> DOCUMENT PASSAGE:
Start of Block

Often, we think of anger as something bad in our life. As children we were taught not to display it, feel it, or talk about it. We were to simply swallow our feelings or throw them into the nearest bedroom wall and leave them there. Unfortunately, anger rarely stays where we want it to.
Anger comes in numerous shapes and forms. Sometimes it grows small, is buried deep like a seed, under cover of darkness and damp. At other times it violently explodes in colors of orange and red, spilling from your mouth and hands like humanoid lava, covering those whom you would choose to love and protect. It can turn inward, asking you to feed upon, or starve your own flesh, or turn outward and be fired out the barrel of a sawed-off shotgun. No matter what form anger takes, once it has been established in our lives, it never departs without an invitation to do so.
I've lived most of my life in anger. Anger was my friend, my protector, my shield against the hurtful things of the world. I used my anger like a blanket, comforting myself with self-righteousness and justification. It kept me warm at night, left me steamy and sweaty as it rested just below the surface of my skin. Yes, with my anger I could keep arguments going for days, excuse my rudeness towards family and friends, tell off anybody who got in my way and stop people in their tracks with a cold look and keep from really being honest with myself.
Yes anger was my friend. But like any relationship that is not based in love and respect, anger and I had an horrible break-up. My anger began to manifest in the form of panic attacks. I had a decision to make - give up the anger or die. Anger was not longer my friend. I needed as a kid, growing up in the projects, but the woman I became could not longer carry the weight of it.
After several years in therapy, I have finally replaced the anger with self-confidence, self-worth, self-love. The weight is lifted and I have be-friend-ed myself. Anger is no longer my friend, though he does come pass at times (like when Bernard is out past his curfew, or Christian doesn't clean his bathroom, again!, or Jerome refuses to take life wholly serious), but he doesn't stay for long.

End of Block

> GIVEN DATA:
Start of Block

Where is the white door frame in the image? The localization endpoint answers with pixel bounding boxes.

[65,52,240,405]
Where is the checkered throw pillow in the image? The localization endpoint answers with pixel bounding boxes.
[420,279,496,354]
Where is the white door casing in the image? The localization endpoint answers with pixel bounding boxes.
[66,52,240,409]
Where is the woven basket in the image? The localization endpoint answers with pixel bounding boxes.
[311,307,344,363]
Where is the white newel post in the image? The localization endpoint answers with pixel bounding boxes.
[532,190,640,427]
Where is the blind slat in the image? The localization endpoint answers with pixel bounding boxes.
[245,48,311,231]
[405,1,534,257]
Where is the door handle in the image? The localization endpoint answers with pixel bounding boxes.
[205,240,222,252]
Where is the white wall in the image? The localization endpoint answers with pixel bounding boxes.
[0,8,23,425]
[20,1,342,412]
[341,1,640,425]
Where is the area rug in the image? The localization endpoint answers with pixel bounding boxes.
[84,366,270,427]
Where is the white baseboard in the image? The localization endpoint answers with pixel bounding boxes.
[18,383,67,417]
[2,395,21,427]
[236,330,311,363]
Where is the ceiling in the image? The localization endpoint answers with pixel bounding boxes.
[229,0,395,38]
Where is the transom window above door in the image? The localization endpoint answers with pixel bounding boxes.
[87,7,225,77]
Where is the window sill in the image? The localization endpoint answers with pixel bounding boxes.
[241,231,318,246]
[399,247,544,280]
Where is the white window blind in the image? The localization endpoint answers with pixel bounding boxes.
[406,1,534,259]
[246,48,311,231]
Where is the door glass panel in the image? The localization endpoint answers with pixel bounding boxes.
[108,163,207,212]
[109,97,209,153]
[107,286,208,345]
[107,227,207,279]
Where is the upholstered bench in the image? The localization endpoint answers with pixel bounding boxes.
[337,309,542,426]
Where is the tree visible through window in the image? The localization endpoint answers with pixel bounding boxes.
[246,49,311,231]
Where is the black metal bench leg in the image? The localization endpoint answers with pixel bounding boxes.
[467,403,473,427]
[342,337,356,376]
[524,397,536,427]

End of Block

> YOUR INSTRUCTIONS: According to the text about anger, what did the writer's anger begin to manifest as?

> ANSWER SPACE: Panic attacks.